Le 3 juin 2021, la cour d’appel d’Aix en Provence a condamné la Banque Populaire à indemniser une caution poursuivie en paiement du préjudice particulier de stress subi par cette dernière au titre de la procédure judiciaire en recouvrement engagée à son encontre et pour défaut de loyauté de la part de la banque (CA Aix-en-Provence,3 juin 2021, n° 18/11851)
En l’espèce, la Banque Populaire Méditerranée a consenti à un salon de coiffure un prêt avec pour garantie un cautionnement solidaire du dirigeant et de son épouse.
À la suite de l’ouverture d’une procédure de liquidation judiciaire du salon de coiffure, la banque a cru devoir assigner les cautions afin d’obtenir leur condamnation à payer le solde du crédit accordé à la société.
La banque a obtenu en première instance leur condamnation mais les cautions ont relevé appel du jugement car depuis 2013, aucune lettre d’information à la caution ne leur a été adressée en cette qualité.
En effet, selon l’article L313-22 du code monétaire et financier, les établissements de crédit ou les sociétés de financement ayant accordé un concours financier à une entreprise, sous la condition du cautionnement par une personne physique ou une personne morale, sont tenus au plus tard avant le 31 mars de chaque année de faire connaître à la caution le montant du principal et des intérêts, commissions, frais et accessoires restant à courir au 31 décembre de l’année précédente au titre de l’obligation bénéficiant de la caution, ainsi que le terme de cet engagement.
De même, aux termes de l’ancien article L341-6 du code de la consommation applicable au litige, le créancier professionnel est tenu de faire connaître à la caution personne physique, au plus tard avant le 31 mars de chaque année, le montant du principal et des intérêts, commissions, frais et accessoires restant à courir au 31 décembre de l’année précédente au titre de l’obligation garantie, ainsi que le terme de cet engagement.
Si l’engagement est à durée indéterminée, il rappelle la faculté de révocation à tout moment et les conditions dans lesquelles celle-ci est exercée.
À défaut, la caution ne saurait être tenue au paiement des pénalités ou intérêts de retard échus depuis la précédente information jusqu’à la date de communication de la nouvelle information.
Sur ce fondement, les cautions invoquaient le fait que la banque n’aurait pas satisfait à son obligation légale d’information annuelle.

..............................

[LES CONSIGNES]:
1 - Recopiez mot pour mot le passage de l'extrait sur la banque et les cautions qui va de « En l’espèce, la » jusqu'à « de son épouse. », ces deux bouts compris.
2 - Reprenez l'extrait sur la banque et les cautions là où il s'arrête et écrivez la suite.

[LES DONNÉES]:
..............................

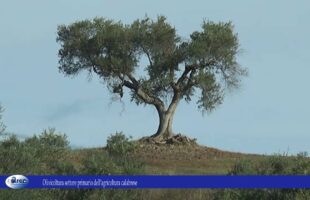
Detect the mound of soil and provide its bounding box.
[139,134,198,146]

..............................

[RÉPONSES ATTENDUES]:
1 -
En l’espèce, la Banque Populaire Méditerranée a consenti à un salon de coiffure un prêt avec pour garantie un cautionnement solidaire du dirigeant et de son épouse.

2 -
En effet, il repose sur la banque la preuve de l’envoi et du contenu de l’information annuelle qui pèse sur elle en vertu des dispositions légales ci-dessus rappelées.
Or, la copie des lettres annuelles d’information que la banque a produit aux débats étaient insuffisantes à rapporter la double preuve de l’envoi et du contenu de l’information pesant sur l’établissement financier et, ce, jusqu’à l’extinction totale de la dette.
En conséquence, la cour d’appel a jugé que la banque n’a pas satisfait à son obligation annuelle d’information et l’a déchu des intérêts, pénalités et intérêts de retard.
Ainsi, la totalité des intérêts payés doit être soustraite du décompte de la banque à partir de la date à laquelle elle a failli à son obligation d’information à l’égard des cautions.
Enfin, dans la présente instance, les cautions ont désintéressé la banque par le paiement effectué suite à la vente d’un de leur immeuble, et justifie du virement à la banque presque deux ans avant le prononcé du jugement de condamnation rendu en première instance, ce que la banque a tenté de cacher aux premiers juges.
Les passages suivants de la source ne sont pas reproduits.